:: Exercise data ::

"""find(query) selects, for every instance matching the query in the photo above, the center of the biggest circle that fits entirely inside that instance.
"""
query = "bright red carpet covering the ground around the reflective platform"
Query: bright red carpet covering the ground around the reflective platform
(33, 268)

:: Work to be completed ::
In the answer, restate word for word each line from the one with "Query: bright red" through the end of the material above.

:: Solution to the exercise ::
Query: bright red carpet covering the ground around the reflective platform
(33, 268)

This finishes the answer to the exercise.